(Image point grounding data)
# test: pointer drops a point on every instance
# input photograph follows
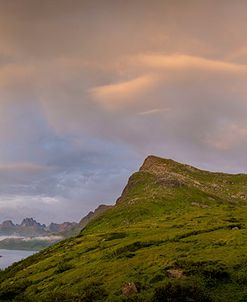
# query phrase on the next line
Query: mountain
(30, 227)
(177, 233)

● Exercise prompt:
Leaving out the pictures, restate word for word the lines above from the one containing "# input photograph follows" through the end of the records, both ends included.

● Answer space:
# input photograph follows
# query phrase on the next line
Query: mountain
(30, 227)
(177, 233)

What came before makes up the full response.